» **SET PROBLEM**:
Could you rescale the entries from the very start through the line containing "[110,285,205,360]", both ends included, writing every line out again with its text as is but with each bounding-box coordinate multiplied by 0.7 and rounded to a whole number, halves going up?
[start PROVIDED DATA]
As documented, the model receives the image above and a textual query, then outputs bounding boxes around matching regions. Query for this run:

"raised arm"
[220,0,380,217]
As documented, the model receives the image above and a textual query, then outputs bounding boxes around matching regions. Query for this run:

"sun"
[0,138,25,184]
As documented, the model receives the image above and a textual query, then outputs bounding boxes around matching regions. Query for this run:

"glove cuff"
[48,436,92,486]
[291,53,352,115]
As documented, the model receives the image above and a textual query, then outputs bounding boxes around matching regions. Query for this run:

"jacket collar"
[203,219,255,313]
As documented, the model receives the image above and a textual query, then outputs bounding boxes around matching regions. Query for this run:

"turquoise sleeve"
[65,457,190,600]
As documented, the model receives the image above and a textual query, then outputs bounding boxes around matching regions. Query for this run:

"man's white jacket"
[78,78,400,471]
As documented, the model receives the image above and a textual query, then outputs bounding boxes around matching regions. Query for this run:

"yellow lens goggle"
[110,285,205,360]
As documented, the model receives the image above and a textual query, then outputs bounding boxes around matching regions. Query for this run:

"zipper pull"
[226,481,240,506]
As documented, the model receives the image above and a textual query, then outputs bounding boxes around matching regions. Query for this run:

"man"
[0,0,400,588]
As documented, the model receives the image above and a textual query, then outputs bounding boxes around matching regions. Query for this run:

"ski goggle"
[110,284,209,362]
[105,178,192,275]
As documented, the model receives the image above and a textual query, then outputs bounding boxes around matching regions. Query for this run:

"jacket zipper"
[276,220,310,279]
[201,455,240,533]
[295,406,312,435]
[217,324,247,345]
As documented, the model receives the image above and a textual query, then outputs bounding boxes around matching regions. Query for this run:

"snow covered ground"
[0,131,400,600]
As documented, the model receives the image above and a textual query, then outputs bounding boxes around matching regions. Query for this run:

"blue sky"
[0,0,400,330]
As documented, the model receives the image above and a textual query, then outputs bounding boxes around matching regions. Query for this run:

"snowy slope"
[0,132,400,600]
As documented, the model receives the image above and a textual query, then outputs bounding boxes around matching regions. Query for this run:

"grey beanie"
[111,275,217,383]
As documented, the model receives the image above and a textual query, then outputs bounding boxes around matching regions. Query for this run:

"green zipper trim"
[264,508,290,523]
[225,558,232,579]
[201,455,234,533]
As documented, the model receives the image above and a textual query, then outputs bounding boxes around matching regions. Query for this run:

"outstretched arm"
[end PROVIDED DATA]
» **SOLUTION TO THIS EXERCISE**:
As documented, the model receives the image above and a textual query, then outputs bounding boxes around matching regions. Query for this run:

"raised arm"
[154,0,266,152]
As documented, the model receives the image above and a textual query, then outputs bounding boxes around matching regions. Query for this run:

"sun"
[0,97,18,129]
As documented, the model receives the image above and a textual query, then outputs bounding boxes around matching regions. Query for this run:

"glove cuff"
[34,305,64,340]
[204,37,246,81]
As documented, the model receives the image above and a textual query, then outputs bounding boxes around matching regions. Query for this run:

"jacket collar"
[142,153,179,219]
As documented, the model receives the image above and a textual query, then outputs bounding boxes around matching regions. Query for this run:

"turquoise sleeve"
[46,320,133,420]
As documented, the model receives the image above and a textual query, then outputs bounding boxes around matching regions. Query for this run:

"man's white jacket"
[55,55,280,330]
As documented, the model receives the image above and a textual query, then outputs bounding boxes around matching regions. Query for this run:

"yellow lens goggle"
[77,200,144,252]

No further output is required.